====== EXTRACTED MATERIAL
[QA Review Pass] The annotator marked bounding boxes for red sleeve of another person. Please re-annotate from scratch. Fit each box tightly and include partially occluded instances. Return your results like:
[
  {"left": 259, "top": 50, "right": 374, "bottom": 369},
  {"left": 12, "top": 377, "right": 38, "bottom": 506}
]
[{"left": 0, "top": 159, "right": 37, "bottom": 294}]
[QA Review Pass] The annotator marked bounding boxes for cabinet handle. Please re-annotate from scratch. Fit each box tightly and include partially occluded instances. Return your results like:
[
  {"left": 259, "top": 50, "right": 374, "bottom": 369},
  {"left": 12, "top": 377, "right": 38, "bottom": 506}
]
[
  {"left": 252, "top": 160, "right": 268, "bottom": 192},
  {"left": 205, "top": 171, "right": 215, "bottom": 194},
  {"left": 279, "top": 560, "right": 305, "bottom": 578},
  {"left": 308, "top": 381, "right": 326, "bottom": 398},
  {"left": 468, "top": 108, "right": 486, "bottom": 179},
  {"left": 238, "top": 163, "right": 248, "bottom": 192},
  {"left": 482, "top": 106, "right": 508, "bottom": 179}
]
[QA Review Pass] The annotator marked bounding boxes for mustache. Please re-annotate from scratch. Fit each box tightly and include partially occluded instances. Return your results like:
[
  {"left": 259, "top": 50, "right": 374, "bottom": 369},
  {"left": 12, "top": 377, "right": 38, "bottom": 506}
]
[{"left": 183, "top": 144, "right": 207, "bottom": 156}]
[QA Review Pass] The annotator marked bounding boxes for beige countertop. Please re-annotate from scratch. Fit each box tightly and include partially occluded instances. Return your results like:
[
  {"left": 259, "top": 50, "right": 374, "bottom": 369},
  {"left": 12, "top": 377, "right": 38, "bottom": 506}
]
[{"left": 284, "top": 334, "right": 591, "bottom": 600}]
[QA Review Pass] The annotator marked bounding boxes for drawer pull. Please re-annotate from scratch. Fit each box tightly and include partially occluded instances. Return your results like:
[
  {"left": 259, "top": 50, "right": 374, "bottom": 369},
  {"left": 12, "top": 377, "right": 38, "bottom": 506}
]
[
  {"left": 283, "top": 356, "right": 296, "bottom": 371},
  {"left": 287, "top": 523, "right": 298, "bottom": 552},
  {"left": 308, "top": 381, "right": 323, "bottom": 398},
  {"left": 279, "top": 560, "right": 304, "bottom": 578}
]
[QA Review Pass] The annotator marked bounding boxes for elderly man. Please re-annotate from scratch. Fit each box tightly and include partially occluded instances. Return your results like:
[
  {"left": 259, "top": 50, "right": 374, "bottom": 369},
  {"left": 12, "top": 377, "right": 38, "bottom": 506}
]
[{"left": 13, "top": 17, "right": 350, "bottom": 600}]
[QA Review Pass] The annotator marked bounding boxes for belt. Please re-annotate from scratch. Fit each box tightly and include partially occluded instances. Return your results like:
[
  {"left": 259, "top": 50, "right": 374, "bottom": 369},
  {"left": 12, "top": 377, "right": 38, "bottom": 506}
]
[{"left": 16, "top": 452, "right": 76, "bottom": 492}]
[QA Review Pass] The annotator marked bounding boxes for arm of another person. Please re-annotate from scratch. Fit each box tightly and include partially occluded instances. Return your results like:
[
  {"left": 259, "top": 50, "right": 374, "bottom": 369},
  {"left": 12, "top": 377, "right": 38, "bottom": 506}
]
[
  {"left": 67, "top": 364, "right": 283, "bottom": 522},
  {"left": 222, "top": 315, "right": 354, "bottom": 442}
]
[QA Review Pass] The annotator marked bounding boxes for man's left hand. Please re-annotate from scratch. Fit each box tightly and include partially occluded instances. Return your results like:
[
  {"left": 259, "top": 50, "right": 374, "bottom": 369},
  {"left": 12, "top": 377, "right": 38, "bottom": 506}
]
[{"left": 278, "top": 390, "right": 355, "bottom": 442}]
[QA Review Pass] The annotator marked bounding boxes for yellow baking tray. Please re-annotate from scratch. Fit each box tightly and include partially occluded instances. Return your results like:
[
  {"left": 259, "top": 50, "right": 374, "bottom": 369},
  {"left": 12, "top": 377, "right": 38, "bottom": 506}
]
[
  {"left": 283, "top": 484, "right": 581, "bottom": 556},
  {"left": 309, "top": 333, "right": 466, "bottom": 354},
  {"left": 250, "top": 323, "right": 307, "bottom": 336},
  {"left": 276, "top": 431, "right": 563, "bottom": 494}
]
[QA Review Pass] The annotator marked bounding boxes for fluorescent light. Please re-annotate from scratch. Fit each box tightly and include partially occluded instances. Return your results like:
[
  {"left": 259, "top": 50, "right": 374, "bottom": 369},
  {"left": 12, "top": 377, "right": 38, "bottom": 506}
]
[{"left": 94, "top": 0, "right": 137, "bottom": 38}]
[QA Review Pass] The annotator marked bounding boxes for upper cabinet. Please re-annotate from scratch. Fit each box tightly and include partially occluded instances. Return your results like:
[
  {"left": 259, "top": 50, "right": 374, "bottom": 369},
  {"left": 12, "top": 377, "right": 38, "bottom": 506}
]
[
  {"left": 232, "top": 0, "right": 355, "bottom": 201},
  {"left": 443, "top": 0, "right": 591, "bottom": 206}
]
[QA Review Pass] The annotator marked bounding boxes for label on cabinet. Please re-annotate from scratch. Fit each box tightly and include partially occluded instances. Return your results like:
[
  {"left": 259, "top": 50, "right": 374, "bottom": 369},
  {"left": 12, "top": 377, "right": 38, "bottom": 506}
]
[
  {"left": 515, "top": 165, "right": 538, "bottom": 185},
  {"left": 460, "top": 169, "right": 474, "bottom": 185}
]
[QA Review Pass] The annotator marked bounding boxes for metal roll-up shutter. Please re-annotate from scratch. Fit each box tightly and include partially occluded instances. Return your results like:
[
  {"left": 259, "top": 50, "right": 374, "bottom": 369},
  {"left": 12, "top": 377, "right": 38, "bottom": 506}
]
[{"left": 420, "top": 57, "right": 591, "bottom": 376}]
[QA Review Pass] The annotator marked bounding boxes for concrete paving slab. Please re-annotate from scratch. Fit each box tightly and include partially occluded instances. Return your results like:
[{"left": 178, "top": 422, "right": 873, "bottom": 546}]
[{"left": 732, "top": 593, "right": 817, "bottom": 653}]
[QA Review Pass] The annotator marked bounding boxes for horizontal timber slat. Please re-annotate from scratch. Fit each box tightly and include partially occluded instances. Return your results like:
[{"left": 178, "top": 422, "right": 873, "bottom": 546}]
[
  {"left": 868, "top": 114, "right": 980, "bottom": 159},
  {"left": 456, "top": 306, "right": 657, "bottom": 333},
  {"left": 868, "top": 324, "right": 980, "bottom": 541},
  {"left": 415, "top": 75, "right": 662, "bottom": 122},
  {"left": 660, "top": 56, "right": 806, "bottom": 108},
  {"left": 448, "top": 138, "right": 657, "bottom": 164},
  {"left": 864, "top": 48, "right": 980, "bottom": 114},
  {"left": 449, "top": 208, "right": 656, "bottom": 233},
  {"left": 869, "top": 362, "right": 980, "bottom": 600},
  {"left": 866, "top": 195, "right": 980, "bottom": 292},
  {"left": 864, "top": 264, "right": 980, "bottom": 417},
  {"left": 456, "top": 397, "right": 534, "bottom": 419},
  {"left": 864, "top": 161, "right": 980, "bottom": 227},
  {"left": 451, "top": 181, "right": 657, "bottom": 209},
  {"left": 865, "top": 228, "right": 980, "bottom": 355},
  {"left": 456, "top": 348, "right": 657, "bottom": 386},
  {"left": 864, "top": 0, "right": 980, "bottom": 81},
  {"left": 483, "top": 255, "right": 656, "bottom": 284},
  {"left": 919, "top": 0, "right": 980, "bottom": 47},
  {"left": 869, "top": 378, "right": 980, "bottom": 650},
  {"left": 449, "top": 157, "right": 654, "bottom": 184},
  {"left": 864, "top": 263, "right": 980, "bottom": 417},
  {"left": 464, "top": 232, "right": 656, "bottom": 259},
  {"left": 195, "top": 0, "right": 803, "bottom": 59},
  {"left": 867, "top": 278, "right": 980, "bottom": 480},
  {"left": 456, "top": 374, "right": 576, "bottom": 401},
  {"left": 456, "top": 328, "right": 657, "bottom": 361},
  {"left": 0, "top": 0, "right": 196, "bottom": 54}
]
============
====== EXTRACTED MATERIAL
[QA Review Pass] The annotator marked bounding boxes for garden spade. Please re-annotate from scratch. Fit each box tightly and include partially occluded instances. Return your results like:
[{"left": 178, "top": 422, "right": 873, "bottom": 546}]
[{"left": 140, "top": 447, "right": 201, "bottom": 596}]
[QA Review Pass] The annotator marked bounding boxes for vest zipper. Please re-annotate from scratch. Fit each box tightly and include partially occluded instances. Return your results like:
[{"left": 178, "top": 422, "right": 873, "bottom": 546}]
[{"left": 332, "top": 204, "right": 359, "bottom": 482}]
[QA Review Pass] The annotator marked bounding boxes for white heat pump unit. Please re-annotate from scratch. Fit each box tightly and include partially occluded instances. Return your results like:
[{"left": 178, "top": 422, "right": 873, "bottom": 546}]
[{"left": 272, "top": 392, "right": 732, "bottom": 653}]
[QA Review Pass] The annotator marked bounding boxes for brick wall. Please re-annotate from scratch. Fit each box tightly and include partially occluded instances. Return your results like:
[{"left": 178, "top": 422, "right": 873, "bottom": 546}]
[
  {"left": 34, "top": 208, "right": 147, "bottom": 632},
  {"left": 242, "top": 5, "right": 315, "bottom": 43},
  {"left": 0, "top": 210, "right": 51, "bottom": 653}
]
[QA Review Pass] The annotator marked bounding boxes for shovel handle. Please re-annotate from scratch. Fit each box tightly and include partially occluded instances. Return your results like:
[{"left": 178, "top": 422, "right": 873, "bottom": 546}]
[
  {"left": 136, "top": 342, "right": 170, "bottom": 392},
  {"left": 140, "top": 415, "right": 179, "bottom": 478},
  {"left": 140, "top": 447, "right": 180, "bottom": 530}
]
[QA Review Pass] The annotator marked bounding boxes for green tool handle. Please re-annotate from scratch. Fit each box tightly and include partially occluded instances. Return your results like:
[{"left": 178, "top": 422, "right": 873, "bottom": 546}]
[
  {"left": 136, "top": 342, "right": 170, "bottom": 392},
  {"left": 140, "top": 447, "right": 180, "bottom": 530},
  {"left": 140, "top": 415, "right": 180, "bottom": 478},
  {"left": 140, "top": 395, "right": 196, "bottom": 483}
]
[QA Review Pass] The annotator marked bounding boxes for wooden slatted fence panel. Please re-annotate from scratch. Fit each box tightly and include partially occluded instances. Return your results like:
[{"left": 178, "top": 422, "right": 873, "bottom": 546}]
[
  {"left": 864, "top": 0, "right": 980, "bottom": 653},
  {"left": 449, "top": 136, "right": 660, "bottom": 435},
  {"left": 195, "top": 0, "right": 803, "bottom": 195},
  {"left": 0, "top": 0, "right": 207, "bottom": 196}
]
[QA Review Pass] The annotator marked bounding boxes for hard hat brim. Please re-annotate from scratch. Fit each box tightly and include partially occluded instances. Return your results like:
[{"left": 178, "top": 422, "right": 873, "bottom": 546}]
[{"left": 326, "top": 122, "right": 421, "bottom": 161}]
============
- **WHAT TO PRODUCE**
Identify every line of the material above that contains the word "another", and copy each of those lines. Case counts.

- **ANSWER TO THIS EXERCISE**
[QA Review Pass] The annotator marked bounding boxes for red sleeve of another person. Please re-annotate from scratch. Fit each box tightly and include partially occluded instances. Return your results like:
[QA Review Pass] The annotator marked bounding boxes for arm of another person. Please re-annotate from scratch. Fit each box tightly and include partially occluded instances. Return your results like:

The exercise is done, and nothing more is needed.